What to work on
Copy out each line from the material where the word "kind" is found.

--- Input records Enclosed Below ---

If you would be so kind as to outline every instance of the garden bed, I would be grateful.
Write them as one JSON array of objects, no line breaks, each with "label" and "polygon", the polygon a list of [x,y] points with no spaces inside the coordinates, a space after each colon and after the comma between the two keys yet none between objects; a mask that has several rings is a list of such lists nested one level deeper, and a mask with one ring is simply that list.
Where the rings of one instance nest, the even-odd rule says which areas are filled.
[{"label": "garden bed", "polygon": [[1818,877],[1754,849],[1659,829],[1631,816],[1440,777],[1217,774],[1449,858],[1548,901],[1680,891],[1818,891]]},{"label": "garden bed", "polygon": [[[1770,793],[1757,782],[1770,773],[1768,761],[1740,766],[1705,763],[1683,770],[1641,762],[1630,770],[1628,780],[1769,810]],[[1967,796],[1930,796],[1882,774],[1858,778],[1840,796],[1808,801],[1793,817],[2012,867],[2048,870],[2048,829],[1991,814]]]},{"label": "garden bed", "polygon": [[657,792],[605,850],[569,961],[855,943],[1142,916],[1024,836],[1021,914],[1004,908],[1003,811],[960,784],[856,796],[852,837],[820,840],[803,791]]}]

--- End of Enclosed Input records ---
--- Input records Enclosed Below ---

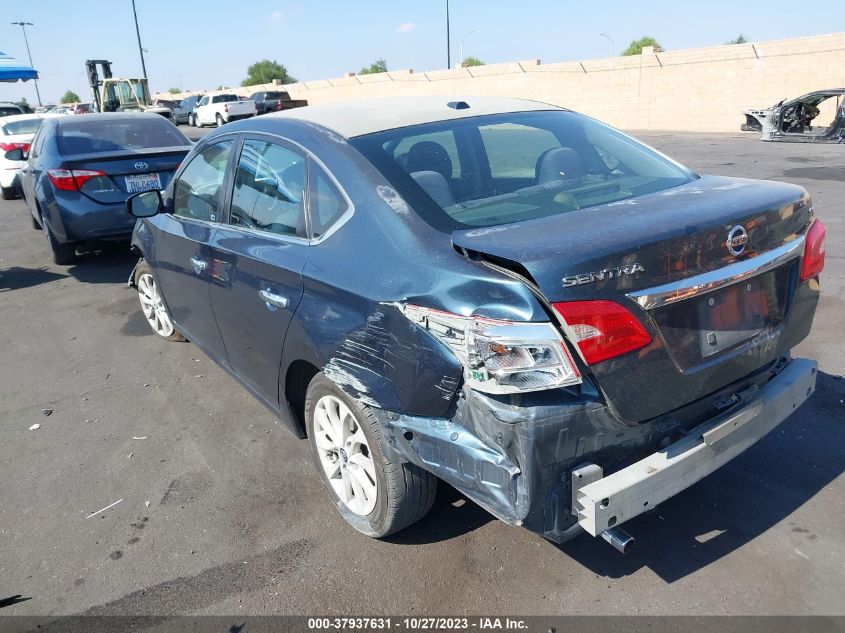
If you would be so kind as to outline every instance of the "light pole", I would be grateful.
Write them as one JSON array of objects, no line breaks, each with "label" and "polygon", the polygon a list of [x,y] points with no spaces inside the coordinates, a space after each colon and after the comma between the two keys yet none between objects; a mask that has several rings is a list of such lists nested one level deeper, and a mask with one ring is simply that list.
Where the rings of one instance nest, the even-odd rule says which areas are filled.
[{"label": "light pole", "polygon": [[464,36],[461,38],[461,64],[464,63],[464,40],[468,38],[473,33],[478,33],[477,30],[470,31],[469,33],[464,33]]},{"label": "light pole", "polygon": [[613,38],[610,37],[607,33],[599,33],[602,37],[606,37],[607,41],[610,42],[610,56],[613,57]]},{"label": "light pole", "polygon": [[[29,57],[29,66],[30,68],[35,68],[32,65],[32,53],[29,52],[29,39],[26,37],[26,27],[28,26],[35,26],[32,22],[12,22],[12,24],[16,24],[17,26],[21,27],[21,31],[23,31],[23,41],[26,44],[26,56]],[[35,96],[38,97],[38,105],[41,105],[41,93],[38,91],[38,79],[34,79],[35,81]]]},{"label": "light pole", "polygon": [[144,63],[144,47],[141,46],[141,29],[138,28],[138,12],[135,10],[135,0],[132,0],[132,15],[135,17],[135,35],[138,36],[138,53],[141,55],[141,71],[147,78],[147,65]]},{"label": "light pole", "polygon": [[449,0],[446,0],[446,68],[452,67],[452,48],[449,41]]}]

--- End of Enclosed Input records ---

Result for this exercise
If you would be so kind as to outline every instance of the garden bed, I would be grateful.
If you would be so kind as to outline every instance of the "light pole", I would be grateful.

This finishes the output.